Artikel:
Was plant Ihre Partei, um den Wohneigentumserwerb zu befördern?

Viele Arbeitnehmerinnen und Arbeitnehmer haben kaum noch die Möglichkeit, Eigentum zu erwerben, weil sie einen Großteil ihres Einkommens für die Miete aufwenden. Deswegen steht der Kampf für bezahlbare Mieten an. Wir wollen die Rechte von Bauherrinnen und Bauherren gegenüber den Banken stärken und sie damit auch finanziell entlasten. DIE LINKE setzt sich außerdem für eine Bodenpreisbremse ein, denn Spekulation mit Grundstücken benachteiligt Mieter und private Bauherren.

Wie steht Ihre Partei dazu, dass die Mehrzahl der Bundesländer die Grunderwerbsteuer seit Jahren sukzessiv anhebt?

Grunderwerbsteuern sind eine wichtige Einnahmequelle für die Länder, um Investitionen in die soziale Infrastruktur zu finanzieren. Share Deals als Umgehungsmöglichkeit für die Grunderwerbsteuer, die Großinvestoren nutzen, müssen unterbunden werden. Eine solche Subventionierung von Immobilienspekulation und Großinvestoren verschiebt die Steuerlast auf einfache Wohneigentümerinnen und -eigentümer. Wir wollen die Grunderwerbsteuer sozial staffeln. Eine niedrigere Grunderwerbssteuer sollte für diejenigen gelten, die ihre gekaufte Wohnung oder das Einfamilienhaus selbst bewohnen. Eine höhere Grunderwerbssteuer ist für institutionelle Anleger ab einem bestimmten Investitionsvolumen denkbar.

Einträge:

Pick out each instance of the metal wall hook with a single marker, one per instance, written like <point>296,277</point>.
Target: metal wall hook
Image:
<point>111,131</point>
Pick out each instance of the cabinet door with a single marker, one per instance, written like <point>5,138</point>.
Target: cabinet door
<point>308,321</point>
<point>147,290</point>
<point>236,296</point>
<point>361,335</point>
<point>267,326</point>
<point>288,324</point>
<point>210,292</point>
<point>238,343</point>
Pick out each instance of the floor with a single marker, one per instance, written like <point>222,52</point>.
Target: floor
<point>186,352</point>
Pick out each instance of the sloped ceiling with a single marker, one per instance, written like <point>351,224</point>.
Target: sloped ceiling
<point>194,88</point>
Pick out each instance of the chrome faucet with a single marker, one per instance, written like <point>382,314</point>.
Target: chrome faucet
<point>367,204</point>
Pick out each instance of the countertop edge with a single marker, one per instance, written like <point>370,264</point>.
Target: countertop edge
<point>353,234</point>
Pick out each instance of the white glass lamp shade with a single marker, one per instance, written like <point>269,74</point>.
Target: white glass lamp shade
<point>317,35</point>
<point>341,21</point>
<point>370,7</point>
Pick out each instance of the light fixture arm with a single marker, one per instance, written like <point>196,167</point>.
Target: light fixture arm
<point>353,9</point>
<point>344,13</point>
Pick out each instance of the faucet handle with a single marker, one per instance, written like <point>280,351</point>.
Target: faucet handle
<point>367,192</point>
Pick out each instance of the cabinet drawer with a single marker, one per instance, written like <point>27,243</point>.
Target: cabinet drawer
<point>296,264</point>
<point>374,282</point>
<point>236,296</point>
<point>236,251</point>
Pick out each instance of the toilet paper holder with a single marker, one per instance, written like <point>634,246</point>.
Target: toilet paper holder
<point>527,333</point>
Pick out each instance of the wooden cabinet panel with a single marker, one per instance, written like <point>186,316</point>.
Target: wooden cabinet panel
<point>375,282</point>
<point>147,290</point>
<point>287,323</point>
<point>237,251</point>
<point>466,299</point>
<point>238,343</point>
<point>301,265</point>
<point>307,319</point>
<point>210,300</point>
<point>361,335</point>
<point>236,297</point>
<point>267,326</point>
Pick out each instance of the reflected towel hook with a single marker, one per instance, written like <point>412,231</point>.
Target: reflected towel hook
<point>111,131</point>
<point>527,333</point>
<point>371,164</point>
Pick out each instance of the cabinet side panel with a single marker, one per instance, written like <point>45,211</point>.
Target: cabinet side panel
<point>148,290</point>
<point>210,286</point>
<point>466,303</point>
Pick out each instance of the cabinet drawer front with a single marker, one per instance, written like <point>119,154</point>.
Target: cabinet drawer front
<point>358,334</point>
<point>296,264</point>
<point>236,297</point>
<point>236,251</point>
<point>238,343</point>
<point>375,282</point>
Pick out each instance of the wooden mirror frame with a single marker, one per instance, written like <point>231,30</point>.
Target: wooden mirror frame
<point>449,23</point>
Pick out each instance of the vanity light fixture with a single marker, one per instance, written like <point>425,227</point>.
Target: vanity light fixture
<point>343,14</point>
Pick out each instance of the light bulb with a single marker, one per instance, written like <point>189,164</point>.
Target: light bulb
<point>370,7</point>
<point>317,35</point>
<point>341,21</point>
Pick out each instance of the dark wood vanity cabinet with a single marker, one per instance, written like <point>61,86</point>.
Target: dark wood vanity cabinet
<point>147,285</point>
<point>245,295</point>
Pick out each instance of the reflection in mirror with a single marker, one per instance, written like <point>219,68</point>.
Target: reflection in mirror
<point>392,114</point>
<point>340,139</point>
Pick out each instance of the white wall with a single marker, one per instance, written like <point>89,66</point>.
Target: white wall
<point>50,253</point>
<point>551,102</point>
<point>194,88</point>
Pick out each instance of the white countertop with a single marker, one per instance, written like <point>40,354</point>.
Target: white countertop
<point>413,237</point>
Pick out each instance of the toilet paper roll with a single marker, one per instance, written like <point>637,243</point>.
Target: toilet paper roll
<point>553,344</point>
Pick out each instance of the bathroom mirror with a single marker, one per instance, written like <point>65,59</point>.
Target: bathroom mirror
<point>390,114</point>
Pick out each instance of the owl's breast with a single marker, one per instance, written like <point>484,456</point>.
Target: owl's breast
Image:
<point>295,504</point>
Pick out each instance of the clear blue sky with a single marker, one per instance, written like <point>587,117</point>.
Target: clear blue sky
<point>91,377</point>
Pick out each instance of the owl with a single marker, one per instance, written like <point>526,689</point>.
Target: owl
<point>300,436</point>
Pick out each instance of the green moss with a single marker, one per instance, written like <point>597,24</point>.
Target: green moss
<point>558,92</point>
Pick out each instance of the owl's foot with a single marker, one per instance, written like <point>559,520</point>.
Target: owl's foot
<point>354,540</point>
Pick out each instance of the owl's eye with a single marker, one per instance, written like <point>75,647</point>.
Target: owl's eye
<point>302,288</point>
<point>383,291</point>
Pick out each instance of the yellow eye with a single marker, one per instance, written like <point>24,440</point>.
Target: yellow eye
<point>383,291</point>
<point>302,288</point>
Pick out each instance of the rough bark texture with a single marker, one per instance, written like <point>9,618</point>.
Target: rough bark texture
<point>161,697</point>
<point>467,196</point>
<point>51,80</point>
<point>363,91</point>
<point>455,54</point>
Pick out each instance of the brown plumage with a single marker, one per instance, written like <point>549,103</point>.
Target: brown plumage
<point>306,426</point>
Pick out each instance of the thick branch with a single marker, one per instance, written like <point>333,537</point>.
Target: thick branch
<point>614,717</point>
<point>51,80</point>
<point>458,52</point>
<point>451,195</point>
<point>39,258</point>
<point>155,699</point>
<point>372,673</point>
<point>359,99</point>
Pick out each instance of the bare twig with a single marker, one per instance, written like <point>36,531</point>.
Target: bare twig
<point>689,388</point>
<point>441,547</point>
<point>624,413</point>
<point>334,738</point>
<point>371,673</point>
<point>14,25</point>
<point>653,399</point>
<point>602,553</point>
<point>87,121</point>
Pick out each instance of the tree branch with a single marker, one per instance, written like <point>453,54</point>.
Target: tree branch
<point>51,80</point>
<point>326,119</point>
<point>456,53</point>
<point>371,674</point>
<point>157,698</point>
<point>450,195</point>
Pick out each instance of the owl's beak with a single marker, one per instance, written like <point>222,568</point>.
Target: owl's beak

Anweisung A: Prüfe, ob die Aussagen (i), (ii) und (iii) mit dem Artikel zur Wohnungspolitik übereinstimmen, und beantworte jede mit Ja oder Nein samt den entscheidenden Worten des Artikels als wörtlichem Zitat. (i) DIE LINKE tritt für eine Bodenpreisbremse ein. (ii) Die Partei will die Grunderwerbsteuer für alle Käufer einheitlich senken. (iii) Share Deals von Großinvestoren sollen unterbunden werden.
Anweisung B: Gib aus dem Artikel zur Wohnungspolitik den Abschnitt zwischen „Viele Arbeitnehmerinnen und“ und „und private Bauherren.“ einschließlich dieser beiden Stellen unverändert aus.
Anweisung C: Setze den Artikel zur Wohnungspolitik nach seinem letzten Satz fort.

Ergebnis A:
(i) Ja: „DIE LINKE setzt sich außerdem für eine Bodenpreisbremse ein“
(ii) Nein: „Wir wollen die Grunderwerbsteuer sozial staffeln.“
(iii) Ja: „Share Deals als Umgehungsmöglichkeit für die Grunderwerbsteuer, die Großinvestoren nutzen, müssen unterbunden werden.“

Ergebnis B:
Viele Arbeitnehmerinnen und Arbeitnehmer haben kaum noch die Möglichkeit, Eigentum zu erwerben, weil sie einen Großteil ihres Einkommens für die Miete aufwenden. Deswegen steht der Kampf für bezahlbare Mieten an. Wir wollen die Rechte von Bauherrinnen und Bauherren gegenüber den Banken stärken und sie damit auch finanziell entlasten. DIE LINKE setzt sich außerdem für eine Bodenpreisbremse ein, denn Spekulation mit Grundstücken benachteiligt Mieter und private Bauherren.

Ergebnis C:
Die Mietrechtsnovellen der vergangenen beiden Jahre haben zwar für viel Aufmerksamkeit gesorgt, die Preisentwicklung wurde dennoch nicht beeinflusst. Im Umkehrschluss wurden jedoch Investoren verunsichert. Wie wollen Sie in der nächsten Legislaturperiode mit dem Mietrecht umgehen?

Eine Mietpreisbremse, die wirkt, muss flächendeckend, unbefristet und ohne Ausnahmen gelten. Rechtsverbindliche, qualifizierte Mietspiegel in allen Städten über 25.000 Einwohnerinnen und Einwohnern schaffen Rechtssicherheit und helfen Vermietern bei der transparenten Festlegung der Miethöhe. Die gesetzliche Mietpreisbremse zu umgehen, ist Betrug und muss auch so geahndet werden. Vermieterinnen und Vermieter mit einer sozialen Preisgestaltung müssen eine wirksame Mietpreisbremse nicht fürchten. DIE LINKE setzt sich darüber hinaus für einen besseren Kündigungsschutz für Mieterinnen und Mieter ein. Kündigung wegen Eigenbedarf wollen wir auf engste Angehörige begrenzen. Ein Ausgleich von Mietrückständen muss neben der fristlosen Kündigung auch die ordentliche Kündigung abwenden. Vereinzelter oder unverschuldeter Zahlungsverzug darf kein Kündigungsgrund sein. Rechtsstreitigkeiten müssen abschließend gerichtlich geklärt werden, bevor Vermieter zur Kündigung greifen.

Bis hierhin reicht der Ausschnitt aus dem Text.